PROVIDED DATA:
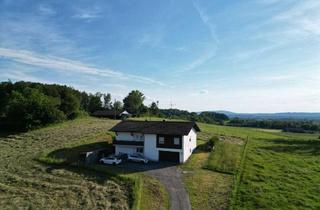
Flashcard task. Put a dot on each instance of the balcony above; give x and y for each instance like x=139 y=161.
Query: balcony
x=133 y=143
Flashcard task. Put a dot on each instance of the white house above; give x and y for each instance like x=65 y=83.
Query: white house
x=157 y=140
...
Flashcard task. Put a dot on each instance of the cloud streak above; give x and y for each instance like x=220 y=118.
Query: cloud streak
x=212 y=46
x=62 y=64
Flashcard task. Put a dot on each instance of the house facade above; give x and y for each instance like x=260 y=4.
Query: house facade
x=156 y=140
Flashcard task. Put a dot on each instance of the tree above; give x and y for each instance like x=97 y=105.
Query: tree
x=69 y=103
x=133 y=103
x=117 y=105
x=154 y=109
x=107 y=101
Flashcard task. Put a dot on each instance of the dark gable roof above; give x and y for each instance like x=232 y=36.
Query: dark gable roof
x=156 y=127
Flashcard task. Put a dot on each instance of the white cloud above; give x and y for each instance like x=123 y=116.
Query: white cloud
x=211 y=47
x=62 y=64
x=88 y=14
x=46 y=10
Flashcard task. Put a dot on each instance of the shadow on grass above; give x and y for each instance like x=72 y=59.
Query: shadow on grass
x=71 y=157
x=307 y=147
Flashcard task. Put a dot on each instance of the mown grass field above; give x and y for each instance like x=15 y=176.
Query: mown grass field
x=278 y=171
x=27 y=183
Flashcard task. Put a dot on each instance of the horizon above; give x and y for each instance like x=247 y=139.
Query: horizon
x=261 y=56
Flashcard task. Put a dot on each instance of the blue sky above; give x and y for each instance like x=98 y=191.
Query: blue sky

TASK INSTRUCTIONS:
Would you copy out exactly the lines above that start at the one containing "Query: white cloud" and end at the one containing "Flashcard task. Put a dot on each instance of the mown", inclusive?

ANSWER BOX:
Query: white cloud
x=211 y=47
x=62 y=64
x=88 y=14
x=46 y=10
Flashcard task. Put a dot on each instance of the shadow on grass above; give x and y for each instance like x=72 y=59.
Query: shadow on grass
x=71 y=157
x=307 y=147
Flashcard task. Put a dot on each instance of the mown grass field above; give x and y for each instance like x=15 y=176.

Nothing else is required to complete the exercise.